*TO BE DONE:*
a: In the passage on Jesus's claims about Himself, what door does Jesus say He is?
b: Write the next few sentences of the passage on Jesus's claims about Himself, starting right after its final sentence.

*PASSAGE SHOWN:*
####

Again, pointing to the other illustration used, He said concerning the law (generations of approval had been placed on it): “You have heard it said unto you, but behold I say...” He pronounced judgment without a flicker.
We do not make saints of people like that. We ask the criteria, “On what do you base this authority?” Jesus based it on Himself: “Behold, I say unto you...”
He put Himself at the center of the Religious Universe
He went further and put Himself at the center of the religious universe. Jesus did not come preaching a doctrine or a truth apart from Himself. He said, “I am the way. I am the truth. I am the life. By Me if any man enter in...I am the door of the sheepfold. He that hateth not father, mother, wife, children, brother, sister, yea, and his own life also, taketh up his cross and come after Me, cannot be My disciple.”
He made our relationship with Him, putting Him the center of the religious universe, the determinative of all religious benefits.
He talked of the Eternal from the inside
There is a certain frame of reference of familiarity with one’s home; that’s the frame of reference Jesus projects when He talks about eternity. Matter-of-factly, He says, “I am going back. I am going to prepare a mansion for you. And after a while, I will come back and get you and take you there.”
He would die, a ransom
He said something is wrong with the whole world; something that could only be set right by Him dying, a ransom. Jesus stated this at a time when they knew the meaning of a ransom. It was what one paid to restore a lost inheritance, to deliver someone destined to death because of their error. It was the price paid to redeem from the consequences of falling short, doing something wrong, losing an inheritance – the ransom restored one to that which had been lost. Jesus said the whole world was lost, and He came to die and pay the price of ransom, to redeem them.
He would raise again
He said that He would raise again (there was more than that, but here we selectively choose only a few), that when He died, He would rise from the dead. Suppose for a moment that the Biblical professor you respect most of all, spoke at your congregation, and said, “All authority in heaven and earth is given unto me.” No doubt you would think, “He means that into my hands has been delivered this Word of God to preach with authority.”
However, if he went on and said, “Here I am Father. I have done all you sent me to do. There are no flaws in me, no imperfections. The law does not bother me, because I have fulfilled it,” and projected a perfection like Jesus did, then no doubt you would begin to back up and look with amazement. And if he went on, “Your eternal destiny is dependent upon putting me in the center of your life and making me your master,” you might feel like interrupting him.
But he continues (not in spiritual terms, but expecting to be believed): “Before Abraham was I was. You know; that guy that came out of Ur; I was there. I saw Satan when he was cast out before Adam was ever born.”
And then he talks about heaven with a familiarity like we speak of home; and says that he was somehow a ransom. By now you are no doubt seriously considering leaving.

####

*DATASET:*

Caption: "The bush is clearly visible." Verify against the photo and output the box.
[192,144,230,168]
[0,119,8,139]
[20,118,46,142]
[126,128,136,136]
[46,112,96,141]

####

*TASK-BY-TASK RESULTS:*
a: The door of the sheepfold.

b:
We should keep in mind that this is the only kind of Christ we find walking around on the stage of history. Other religious founders cannot be found doing this. For instance: Buddha never thought he was perfect; he struggled with the essence of tanya, which was their meaning for that corrupt desire that produces sin. He sought the way of the sensual release; he sought the way of the aesthetic yogi, and neither one worked. He came to the eight-fold path that brought him into a trance-like state where he lost conscious identity with this life, called nirvana. And when he came out of that state, he offered those who followed him the eight-fold path, and all he would say is, “It worked for me. Try it; it will work for you.”
He never thought all authority was seated in him. Instead, he told his disciples (and it is part of their tri-part basket of scriptures) that he was not worthy to lead them. All he left them was the way that worked for him. No assumption of authority seated in him. He never thought of himself as the center of the religious universe.
Mohammed never thought he was perfect. He was God’s (Allah’s) prophet. He had visions of eternity that impressed the desert man, but he never claimed to have been there. He never died a ransom for anybody. He had a criteria for authority: God revealed it to him in a vision. Jesus never pointed to a vision like the prophet who would say, “The Lord said . . .” Jesus said, “I say . . .”
Confucius did a logical analysis of society, and he pointed to that external analysis as his authority.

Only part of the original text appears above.